Edit everything from the line containing "label monitor screen | box" down to the line containing "[573,388,594,406]" so that "knuckle" becomes "finger joint", and give those lines back with nothing else changed.

Data entries ->
^^^^^^^^^^^^^^^^
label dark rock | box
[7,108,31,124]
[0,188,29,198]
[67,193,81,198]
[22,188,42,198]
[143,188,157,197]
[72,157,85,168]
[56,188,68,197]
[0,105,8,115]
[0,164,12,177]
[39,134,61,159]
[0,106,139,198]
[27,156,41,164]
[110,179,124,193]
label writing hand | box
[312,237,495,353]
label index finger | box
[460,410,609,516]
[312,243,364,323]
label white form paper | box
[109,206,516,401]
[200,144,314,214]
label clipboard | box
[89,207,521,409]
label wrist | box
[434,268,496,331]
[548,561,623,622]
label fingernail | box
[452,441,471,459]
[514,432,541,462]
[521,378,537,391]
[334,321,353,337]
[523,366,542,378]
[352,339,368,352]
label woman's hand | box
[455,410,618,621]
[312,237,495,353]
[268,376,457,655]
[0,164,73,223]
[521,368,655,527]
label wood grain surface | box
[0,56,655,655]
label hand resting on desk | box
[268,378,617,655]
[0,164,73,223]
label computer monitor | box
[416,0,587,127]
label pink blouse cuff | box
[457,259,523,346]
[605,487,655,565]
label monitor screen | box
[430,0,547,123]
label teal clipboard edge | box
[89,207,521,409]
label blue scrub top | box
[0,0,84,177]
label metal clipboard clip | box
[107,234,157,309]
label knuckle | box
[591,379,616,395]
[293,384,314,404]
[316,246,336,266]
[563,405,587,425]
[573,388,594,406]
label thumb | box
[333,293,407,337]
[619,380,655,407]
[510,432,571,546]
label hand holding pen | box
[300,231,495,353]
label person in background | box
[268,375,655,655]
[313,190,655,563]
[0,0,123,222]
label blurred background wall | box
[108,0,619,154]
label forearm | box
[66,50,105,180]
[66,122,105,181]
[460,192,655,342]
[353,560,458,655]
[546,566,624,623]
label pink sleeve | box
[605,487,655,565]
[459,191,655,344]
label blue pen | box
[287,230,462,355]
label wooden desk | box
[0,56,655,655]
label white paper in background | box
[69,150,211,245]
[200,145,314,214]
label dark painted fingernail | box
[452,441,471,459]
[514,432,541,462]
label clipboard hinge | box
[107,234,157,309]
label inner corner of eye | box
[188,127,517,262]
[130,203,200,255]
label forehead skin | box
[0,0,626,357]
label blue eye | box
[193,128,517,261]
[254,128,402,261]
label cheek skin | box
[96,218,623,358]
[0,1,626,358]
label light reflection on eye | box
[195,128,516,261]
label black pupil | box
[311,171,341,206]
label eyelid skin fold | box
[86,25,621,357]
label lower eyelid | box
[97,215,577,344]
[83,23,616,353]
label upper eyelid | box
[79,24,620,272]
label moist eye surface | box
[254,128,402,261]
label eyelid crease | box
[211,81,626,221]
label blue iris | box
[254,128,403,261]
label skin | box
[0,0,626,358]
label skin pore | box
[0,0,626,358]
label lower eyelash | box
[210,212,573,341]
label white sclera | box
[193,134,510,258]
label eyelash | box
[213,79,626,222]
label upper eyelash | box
^^^^^^^^^^^^^^^^
ANSWER IN FULL ->
label monitor screen | box
[430,0,547,123]
label teal clipboard edge | box
[89,207,521,409]
label blue scrub top | box
[0,0,84,177]
label metal clipboard clip | box
[107,234,157,309]
label finger joint | box
[591,379,616,395]
[293,384,314,404]
[316,246,336,266]
[563,405,587,425]
[573,388,594,406]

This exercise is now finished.